**What you need to do**
Extend the passage below on Norway's banking crises by writing what comes next after its final paragraph.

**Source document**
___
Although the crises of 1899, the 1920s and the 1990s in many ways are very different from each other, there are significant similarities. All three crises were preceded by economic booms, and they all coincided with recessions. The booms were characterised by substantial bank and credit expansion, substantial asset price inflation and substantial indebtedness within and outside the financial sector.

The causes of crises are usually complex and often difficult to identify. That said, the crises of 1899, the 1920s and the 1990s had predominantly domestic causes, which arose from typical boom-bust cycles. In contrast, the financial crisis of 2008 was ‘imported’ to Norway through international funding markets.

Each of the booms preceding the three domestic crises enabled – in different ways – banks to rapidly expand their lending, through relaxation of various financial constraints. Moreover, loan quality seem to have deteriorated during the booms. In fact, gradually deteriorating loan quality during booms may be one reason why banking crises seem to reoccur through history.

Interestingly, commercial banks in Norway have generally experienced deeper crises than savings banks. This is in part owed to greater expansion by commercial banks in booms, and in part to differences in risk taking. Commercial banks have typically held more risky business loans than savings banks, compared to holdings of residential mortgages and other less risky household loans. Furthermore, savings banks have not been able to raise equity in the stock market to support rapid growth during booms. As mutually owned, the savings banks could for the most part only increase their equity through retained earnings. Legislative and cultural changes may now have altered this pattern.

Recessions are inherent in market based economies, and phenomena we have to expect every once in a while. Some recessions may trigger banking crises. It is therefore a key priority to ensure that we have a banking system that is robust against recessions, and has ability to absorb substantial losses. 

We must not forget the lessons learned from previous crises. Banks and other financial institutions have a particular responsibility for the soundness of their operations. The authorities are responsible for establishing good regulatory standards and to oversee compliance with the standards. We must always aspire to have an up-to-date regulatory and supervisory regime that effectively contributes to financial stability. That includes vigilant efforts to make improvements based on crisis experiences.
But we should also take very seriously our role as facilitators for an enlightened public discourse on financial markets. By raising awareness of the nature of crises, and the fact that crises occur again and again, we can enable households, businesses, banks and others to better prepare for future crises. The key message is that bad times follow good, and that risk taking and indebtedness must be appropriate to the inherent uncertainty of markets and the economy.

Impact of the Norwegian banking crisis of the 1990s on regulation and behaviour

Since it is the most recent, full-scale financial crisis in Norway – and since it has had a direct impact on today’s financial markets regulation – I want to dwell for a moment on the Norwegian banking crisis of the 1990s.

Among the most important lessons Norwegian regulators drew from the banking crisis is that banks have to build an ample equity base during periods of economic booms, so that they are able to absorb the losses that most likely will occur later. Banks must plan through the economic cycle, and not let themselves be blinded by optimism or beliefs of artificially low credit risks.
___
**Material shown**
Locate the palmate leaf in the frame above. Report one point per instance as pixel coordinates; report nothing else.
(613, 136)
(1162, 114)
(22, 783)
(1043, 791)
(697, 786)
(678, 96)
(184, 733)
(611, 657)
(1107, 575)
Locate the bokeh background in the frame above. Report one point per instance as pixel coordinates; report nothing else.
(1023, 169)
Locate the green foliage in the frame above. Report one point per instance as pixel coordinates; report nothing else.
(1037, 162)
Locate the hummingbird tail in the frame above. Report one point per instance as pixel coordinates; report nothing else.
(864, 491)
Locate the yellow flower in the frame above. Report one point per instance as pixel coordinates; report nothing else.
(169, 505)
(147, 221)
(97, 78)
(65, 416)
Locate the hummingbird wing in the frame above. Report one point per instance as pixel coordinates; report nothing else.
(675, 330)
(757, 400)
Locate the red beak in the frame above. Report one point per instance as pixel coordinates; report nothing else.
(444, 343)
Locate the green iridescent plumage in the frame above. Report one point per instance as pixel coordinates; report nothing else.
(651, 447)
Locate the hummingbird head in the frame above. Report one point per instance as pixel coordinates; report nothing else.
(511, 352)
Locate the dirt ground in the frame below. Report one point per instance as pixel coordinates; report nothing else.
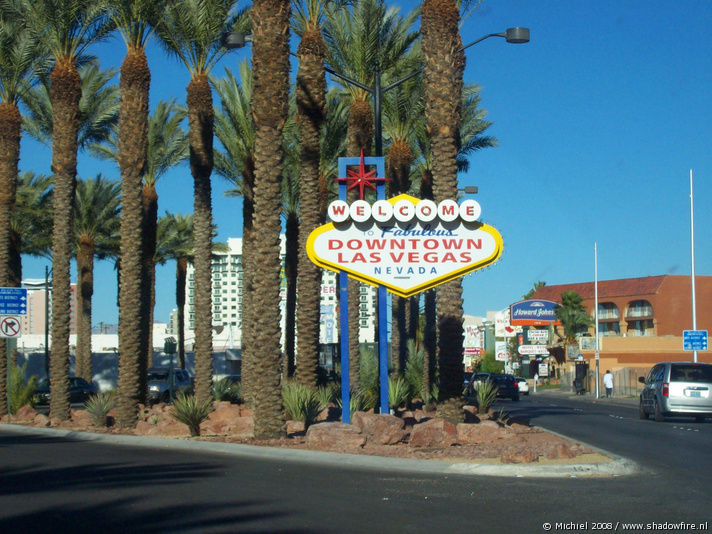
(489, 438)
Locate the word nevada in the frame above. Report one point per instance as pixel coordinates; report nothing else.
(405, 244)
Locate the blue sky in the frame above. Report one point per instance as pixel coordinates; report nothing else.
(599, 120)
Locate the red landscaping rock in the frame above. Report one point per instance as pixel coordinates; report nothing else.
(340, 436)
(433, 433)
(382, 429)
(26, 413)
(483, 432)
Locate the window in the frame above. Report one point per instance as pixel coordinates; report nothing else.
(640, 308)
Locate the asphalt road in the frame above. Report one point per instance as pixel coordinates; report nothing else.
(52, 484)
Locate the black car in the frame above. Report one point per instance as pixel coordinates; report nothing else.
(507, 387)
(79, 391)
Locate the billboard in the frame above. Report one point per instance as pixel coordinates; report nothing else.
(405, 244)
(535, 312)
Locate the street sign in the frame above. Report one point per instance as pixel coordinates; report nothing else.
(694, 340)
(13, 301)
(10, 327)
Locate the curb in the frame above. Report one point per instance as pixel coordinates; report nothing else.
(617, 467)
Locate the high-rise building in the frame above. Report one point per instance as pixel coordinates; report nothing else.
(34, 322)
(228, 284)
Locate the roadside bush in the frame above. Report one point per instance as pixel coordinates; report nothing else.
(300, 403)
(99, 406)
(227, 390)
(21, 393)
(189, 411)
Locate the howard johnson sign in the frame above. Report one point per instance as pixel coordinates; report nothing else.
(533, 313)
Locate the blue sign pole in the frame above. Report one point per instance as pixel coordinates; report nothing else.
(344, 324)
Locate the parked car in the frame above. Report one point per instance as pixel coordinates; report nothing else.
(79, 390)
(159, 384)
(677, 388)
(522, 384)
(506, 386)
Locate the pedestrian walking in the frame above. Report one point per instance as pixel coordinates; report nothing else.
(608, 383)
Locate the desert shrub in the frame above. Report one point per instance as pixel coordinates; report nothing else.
(99, 406)
(21, 393)
(300, 403)
(398, 392)
(191, 412)
(414, 367)
(227, 390)
(485, 395)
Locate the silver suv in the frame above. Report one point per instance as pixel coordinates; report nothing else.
(677, 388)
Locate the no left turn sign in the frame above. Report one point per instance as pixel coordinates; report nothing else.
(10, 326)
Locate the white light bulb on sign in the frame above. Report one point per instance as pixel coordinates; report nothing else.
(403, 210)
(470, 210)
(382, 211)
(448, 210)
(338, 211)
(360, 211)
(426, 210)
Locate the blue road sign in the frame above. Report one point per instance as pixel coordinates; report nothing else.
(13, 301)
(694, 340)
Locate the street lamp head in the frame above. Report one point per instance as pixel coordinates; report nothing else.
(232, 40)
(517, 35)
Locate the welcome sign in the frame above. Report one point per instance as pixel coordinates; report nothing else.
(405, 244)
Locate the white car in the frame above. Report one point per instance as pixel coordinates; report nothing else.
(522, 384)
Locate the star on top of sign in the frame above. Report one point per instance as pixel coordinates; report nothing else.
(361, 178)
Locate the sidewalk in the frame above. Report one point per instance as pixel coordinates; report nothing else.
(588, 397)
(617, 466)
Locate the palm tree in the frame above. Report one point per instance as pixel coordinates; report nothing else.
(357, 39)
(191, 30)
(235, 128)
(270, 60)
(167, 147)
(175, 241)
(133, 19)
(443, 68)
(66, 29)
(96, 226)
(31, 222)
(310, 93)
(18, 55)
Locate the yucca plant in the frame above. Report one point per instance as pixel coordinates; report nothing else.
(191, 412)
(485, 395)
(226, 389)
(300, 403)
(398, 392)
(414, 369)
(99, 406)
(21, 392)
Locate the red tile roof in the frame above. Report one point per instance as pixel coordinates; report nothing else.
(648, 285)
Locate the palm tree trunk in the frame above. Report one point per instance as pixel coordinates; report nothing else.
(85, 272)
(270, 59)
(132, 150)
(149, 203)
(291, 268)
(181, 270)
(200, 119)
(444, 64)
(66, 92)
(248, 349)
(10, 124)
(311, 109)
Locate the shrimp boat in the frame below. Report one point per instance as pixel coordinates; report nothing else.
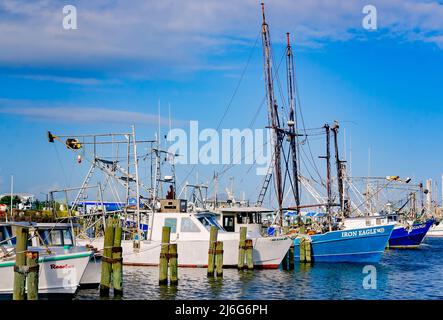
(331, 244)
(60, 272)
(57, 248)
(436, 231)
(190, 230)
(406, 234)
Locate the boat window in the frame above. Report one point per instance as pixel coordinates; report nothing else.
(228, 223)
(208, 221)
(52, 237)
(172, 223)
(188, 226)
(67, 237)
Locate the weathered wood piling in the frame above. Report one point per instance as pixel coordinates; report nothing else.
(173, 263)
(106, 275)
(249, 256)
(164, 252)
(305, 250)
(20, 263)
(32, 276)
(288, 260)
(291, 257)
(112, 260)
(213, 233)
(219, 258)
(117, 265)
(241, 248)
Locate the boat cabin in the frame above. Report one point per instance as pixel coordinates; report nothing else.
(371, 221)
(232, 219)
(49, 234)
(184, 226)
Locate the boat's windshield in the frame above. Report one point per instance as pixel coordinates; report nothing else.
(208, 220)
(6, 237)
(57, 237)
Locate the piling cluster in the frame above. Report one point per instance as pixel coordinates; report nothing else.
(305, 250)
(112, 260)
(245, 248)
(26, 269)
(215, 254)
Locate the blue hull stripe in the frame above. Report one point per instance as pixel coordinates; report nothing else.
(403, 238)
(357, 245)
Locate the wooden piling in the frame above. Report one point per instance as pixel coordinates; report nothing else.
(173, 263)
(249, 255)
(291, 257)
(20, 262)
(211, 252)
(241, 248)
(308, 251)
(219, 258)
(105, 281)
(33, 268)
(284, 263)
(302, 250)
(164, 251)
(117, 265)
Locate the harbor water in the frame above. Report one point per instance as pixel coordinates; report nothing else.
(402, 274)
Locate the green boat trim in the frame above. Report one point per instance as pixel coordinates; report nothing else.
(55, 258)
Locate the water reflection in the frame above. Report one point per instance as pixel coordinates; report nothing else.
(399, 276)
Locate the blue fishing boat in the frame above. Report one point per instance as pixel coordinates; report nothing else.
(408, 237)
(364, 245)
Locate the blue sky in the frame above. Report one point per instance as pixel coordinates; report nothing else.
(384, 86)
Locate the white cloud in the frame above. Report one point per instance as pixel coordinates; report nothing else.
(179, 34)
(70, 80)
(72, 114)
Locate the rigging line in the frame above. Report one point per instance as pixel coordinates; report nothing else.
(234, 93)
(297, 94)
(274, 77)
(239, 82)
(61, 165)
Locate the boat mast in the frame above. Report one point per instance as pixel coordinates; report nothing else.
(137, 186)
(273, 119)
(292, 123)
(328, 173)
(339, 167)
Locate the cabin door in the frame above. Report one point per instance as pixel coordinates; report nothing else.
(229, 223)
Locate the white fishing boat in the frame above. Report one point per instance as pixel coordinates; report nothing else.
(251, 217)
(191, 233)
(55, 242)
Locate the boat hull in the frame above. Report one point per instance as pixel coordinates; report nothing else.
(403, 238)
(436, 231)
(58, 274)
(365, 245)
(267, 252)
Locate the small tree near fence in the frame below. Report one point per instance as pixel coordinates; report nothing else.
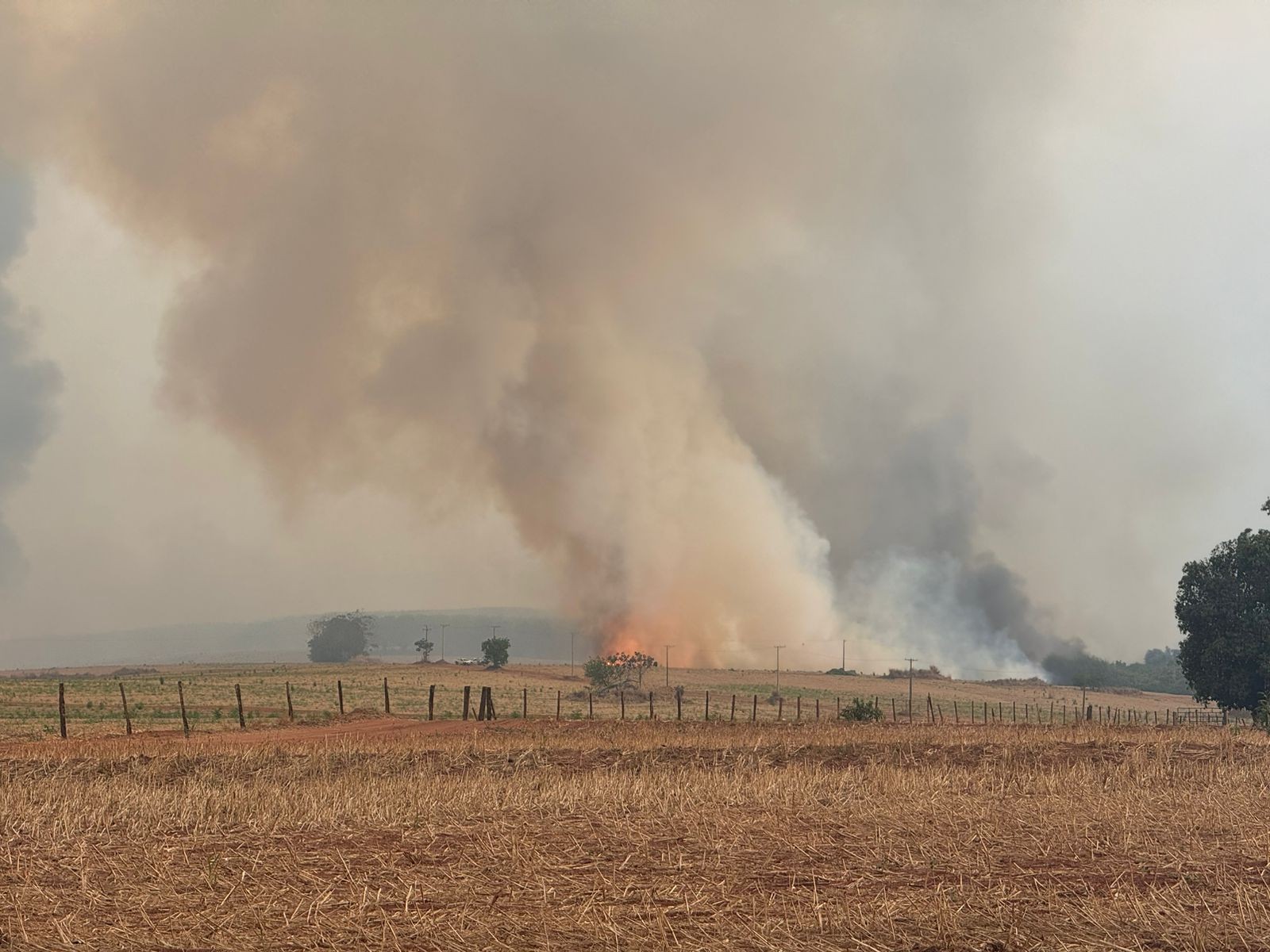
(495, 651)
(619, 672)
(341, 638)
(861, 710)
___
**Task response**
Norwegian regulators have also learned that regulatory capital in banks should largely consist of proper equity, and that authorities should be cautious to approve various types of hybrid capital instruments as part of the regulatory capital. Such instruments are less able to absorb losses, and are in many respects more like debt than equity. This lesson is reflected in the Norwegian capital regulations, which requires that Tier 1 capital consists of at least 85 per cent equity. The corresponding EU minimum is 50 per cent. This will be tightened as the EU implements new capital requirement rules in light of the financial crisis.

A few years after the banking crisis, the current Norwegian deposit guarantee scheme was introduced by law in 1996. The guarantee level is among the highest in the world; 2 million kroner per depositor per bank. Deposit guarantees have a long history in Norway. In 1924, membership in a deposit guarantee scheme was made mandatory for all savings banks, which included an unlimited guarantee for the savings banks’ depositors. During and after the banking crisis of the 1980s and 1990s, there was a de facto unlimited deposit guarantee for all banks.

The design of the current Norwegian guarantee scheme is based on our experiences from that crisis, namely that a generous deposit guarantee reduces the risk of bank runs, and thus provides an important contribution to financial stability. The Norwegian government is now working towards the EU to maintain our current guarantee level, rather that forfeiting to the proposed EU/EAA standard coverage of 100 000 euro.
Experience from the Norwegian banking crisis may moreover have contributed to more conservative, and perhaps better, banking in Norwegian banks. Our banks had for instance very little involvement in exotic securities and creative business models prior to the recent financial crisis. The types of exposures that most impaired many banks internationally during the financial crisis merely made a dent in Norwegian banks’ balance sheets.

A very important point to be made when discussing the banking crisis of the 1990s, is how the Norwegian government managed the crisis then and there. When all of the largest banks fell into serious problems in the early 1990s, it became evident that the government somehow had to inject capital into the banks in order to stabilise the banking system. Before there was any capital injection however, the government made sure that the banks’ owners were held fully responsible for the banks’ losses, by writing down the value of the equity to zero. Subsequently, the government injected new equity capital and assumed ownership of the banks in question.

In this way, those responsible for the banks’ business and risk management – the owners – suffered losses before everyone else, while the transfer of risk from private actors to the public purse was accompanied by control and ownership of future profits.
This recipe for crisis management contrasts with many other approaches during various crises. Too often governments have implemented support measures without charging those responsible for the problems properly. This gives rise to the proverbial ‘privatisation of profits and socialisation of costs’, and very bad incentives for good banking. The Norwegian approach to crisis management on the other hand provides healthy incentives for good banking, as banks and their owners can expect that any new losses due to high risk-taking must be borne by themselves.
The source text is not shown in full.